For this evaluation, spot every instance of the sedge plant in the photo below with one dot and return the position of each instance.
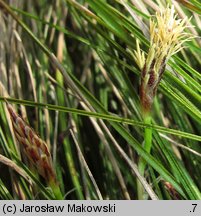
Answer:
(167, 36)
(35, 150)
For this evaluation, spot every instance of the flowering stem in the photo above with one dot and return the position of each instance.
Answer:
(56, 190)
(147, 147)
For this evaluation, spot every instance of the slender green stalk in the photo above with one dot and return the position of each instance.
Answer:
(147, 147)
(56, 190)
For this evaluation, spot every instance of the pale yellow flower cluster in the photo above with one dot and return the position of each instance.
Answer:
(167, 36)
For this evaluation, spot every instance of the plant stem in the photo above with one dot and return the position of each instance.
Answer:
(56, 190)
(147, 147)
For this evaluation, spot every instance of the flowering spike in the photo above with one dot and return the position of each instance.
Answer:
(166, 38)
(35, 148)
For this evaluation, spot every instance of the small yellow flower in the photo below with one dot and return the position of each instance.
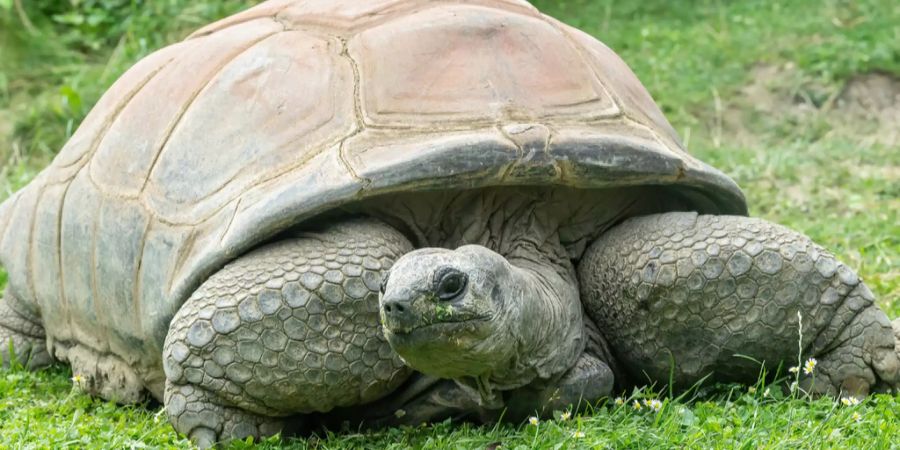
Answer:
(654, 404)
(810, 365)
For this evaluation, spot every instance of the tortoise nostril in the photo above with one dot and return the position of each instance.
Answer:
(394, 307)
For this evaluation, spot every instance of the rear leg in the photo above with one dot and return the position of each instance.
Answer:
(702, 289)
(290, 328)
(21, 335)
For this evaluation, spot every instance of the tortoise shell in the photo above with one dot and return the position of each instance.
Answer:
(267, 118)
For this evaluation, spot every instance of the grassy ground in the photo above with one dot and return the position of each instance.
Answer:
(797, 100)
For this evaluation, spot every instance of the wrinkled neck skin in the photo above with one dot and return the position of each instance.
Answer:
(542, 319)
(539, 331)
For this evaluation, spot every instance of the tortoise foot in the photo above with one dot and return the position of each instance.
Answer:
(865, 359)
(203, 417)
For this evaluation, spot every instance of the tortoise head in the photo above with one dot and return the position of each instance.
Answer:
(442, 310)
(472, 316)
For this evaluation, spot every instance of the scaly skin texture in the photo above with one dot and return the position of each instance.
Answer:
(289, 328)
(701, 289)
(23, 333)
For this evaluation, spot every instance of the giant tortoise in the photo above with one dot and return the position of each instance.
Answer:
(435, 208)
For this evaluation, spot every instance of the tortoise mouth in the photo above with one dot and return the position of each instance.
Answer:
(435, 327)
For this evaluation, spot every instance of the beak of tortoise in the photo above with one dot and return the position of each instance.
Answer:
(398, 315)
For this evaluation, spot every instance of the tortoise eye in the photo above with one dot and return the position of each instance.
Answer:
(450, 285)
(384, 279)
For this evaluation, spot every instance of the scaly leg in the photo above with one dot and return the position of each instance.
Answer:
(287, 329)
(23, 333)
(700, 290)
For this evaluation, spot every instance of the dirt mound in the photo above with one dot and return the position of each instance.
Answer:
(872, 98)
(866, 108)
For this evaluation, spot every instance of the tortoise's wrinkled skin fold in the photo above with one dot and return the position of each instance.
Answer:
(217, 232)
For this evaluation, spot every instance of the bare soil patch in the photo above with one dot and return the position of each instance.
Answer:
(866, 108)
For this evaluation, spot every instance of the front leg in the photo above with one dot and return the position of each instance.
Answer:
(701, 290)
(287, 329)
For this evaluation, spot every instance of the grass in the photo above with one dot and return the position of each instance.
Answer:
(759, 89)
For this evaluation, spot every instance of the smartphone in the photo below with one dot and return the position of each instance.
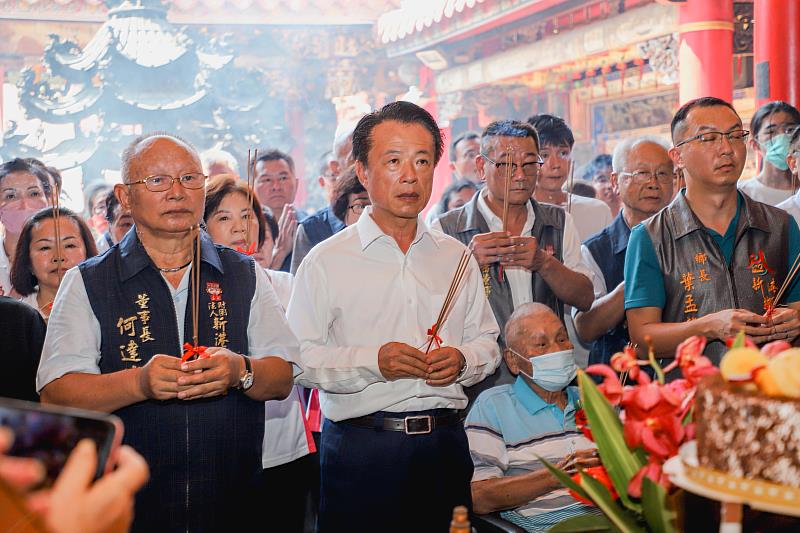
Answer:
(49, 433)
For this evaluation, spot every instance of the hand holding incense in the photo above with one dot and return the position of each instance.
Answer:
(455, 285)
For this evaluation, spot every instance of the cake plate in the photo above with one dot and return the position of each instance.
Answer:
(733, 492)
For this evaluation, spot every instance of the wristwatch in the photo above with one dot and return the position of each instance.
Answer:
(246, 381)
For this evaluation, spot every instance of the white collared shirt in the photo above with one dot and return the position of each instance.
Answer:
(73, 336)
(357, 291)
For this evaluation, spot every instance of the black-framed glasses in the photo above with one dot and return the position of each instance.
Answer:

*****

Render the entire listing above as a numbered list, one entry per line, omitting any blank lines and excluding the pictures.

* [The solution]
1. For this evaluation, spot every instance of the sedge plant in the photo below with one dot and return the position of each instance.
2. Answer:
3. (167, 36)
4. (35, 150)
5. For this evaluation, spot every instance of the flowering stem in the photo above with one dot and return the position of each instance.
6. Answer:
7. (56, 190)
8. (147, 147)
9. For this evaluation, spot every instance of the slender green stalk in the photo above with one dot and return the position of each instance.
10. Answer:
11. (147, 147)
12. (56, 190)
13. For this evaluation, spot every instance of the pale yellow flower cluster in the photo above with one dot and return the position of each instance.
14. Answer:
15. (167, 36)
16. For this evaluation, spot every instance of the plant stem in the photo above with one dot and return the position of each instance.
17. Answer:
18. (56, 190)
19. (147, 147)
20. For this evaluation, spot every instance of the flowering spike in the photo above with one dot and return the position of each instance.
21. Answer:
22. (166, 38)
23. (35, 148)
24. For this evaluation, spot every instance of the small yellow flower in the photo below with one dot and return the position of each instance.
25. Answer:
26. (654, 404)
27. (810, 365)
28. For this evaluation, spot every instance of the tortoise nostril in the photo above with one dot and return the position of each instance.
29. Answer:
30. (394, 307)
31. For this evaluation, spot every instance of the rear leg in the photo above with one dot and return the position of each instance.
32. Answer:
33. (702, 289)
34. (290, 328)
35. (21, 335)
36. For this evaluation, spot every instance of the tortoise shell in the photo above with one dot and return the position of each instance.
37. Answer:
38. (267, 118)
39. For this evaluation, spot every instance of the grassy ground in the photo above with one dot and return the position of each instance.
40. Answer:
41. (797, 100)
42. For this evaluation, spot every instance of the wrinkled neck skin in the photo above with one dot and return the position of each instance.
43. Answer:
44. (542, 319)
45. (539, 331)
46. For this evaluation, spot every instance of the tortoise foot in the photo above with one dot and return the position of each instance.
47. Answer:
48. (865, 359)
49. (203, 417)
50. For this evaluation, spot every instance of the tortoise head in the photo above with one dot and return the position of each instance.
51. Answer:
52. (442, 310)
53. (472, 316)
54. For this evaluation, spot every instance of the scaly skin texture in the photo above with one dot and return the position of each instance.
55. Answer:
56. (289, 328)
57. (701, 289)
58. (23, 333)
59. For this evaluation, spot every instance of the giant tortoise in the photo above with one dot and return the position of each instance.
60. Answer:
61. (435, 208)
62. For this evaluation, spot every instance of the tortoise mouth in the photo above with one dot and return the position of each instance.
63. Answer:
64. (435, 327)
65. For this evaluation, spot every instance of the beak of tortoise in the photo above with one dot and return the position of each instance.
66. Answer:
67. (398, 315)
68. For this evaluation, spot every instance of the tortoise eye in the photo above with one dot and return the position of each instance.
69. Answer:
70. (450, 285)
71. (384, 279)
72. For this evaluation, spot every instance of the scaly leg in the photo above with one dot and return the position of each instance.
73. Answer:
74. (287, 329)
75. (23, 333)
76. (700, 290)
77. For this evaluation, spot every instance of the dirt mound in the photo above with one dot and return the position of each instance.
78. Answer:
79. (872, 98)
80. (866, 108)
81. For this evaluation, spot every instance of the tortoise's wrinkled skin fold in the photo above with one dot and return the position of each instance.
82. Answer:
83. (217, 232)
84. For this evaluation, spot every instance of the bare soil patch in the photo above with one dot and return the position of each instance.
85. Answer:
86. (866, 108)
87. For this evaluation, spot every instance of the front leg in the photo above with one dot and return the position of each instance.
88. Answer:
89. (701, 290)
90. (287, 329)
91. For this evaluation, spot every instance of the grass in the photo above with one dot and return the position of each instance.
92. Answer:
93. (759, 89)
94. For this evaluation, spot every instance of the smartphone in the photo below with one dot and return the position of each instance.
95. Answer:
96. (49, 433)
97. For this evaluation, spot every instance of the hand holding incense in the photo above with one dot and return the position of each instance.
98. Answer:
99. (455, 285)
100. For this evaluation, spot every instance of the cake plate in the photo above with one dot and return the position of each instance.
101. Answer:
102. (733, 492)
103. For this evaluation, spot every instance of the wristwatch in the photo above with one dot and return the position of each instance.
104. Answer:
105. (246, 381)
106. For this evaluation, spot every instance of the white collared shirt in the photo above with one dot and return the position of each instance.
107. Answer:
108. (73, 336)
109. (357, 291)
110. For this evaluation, spot every instance of the black-framed glasses in the photo above with one dot and return the position of each instance.
111. Answer:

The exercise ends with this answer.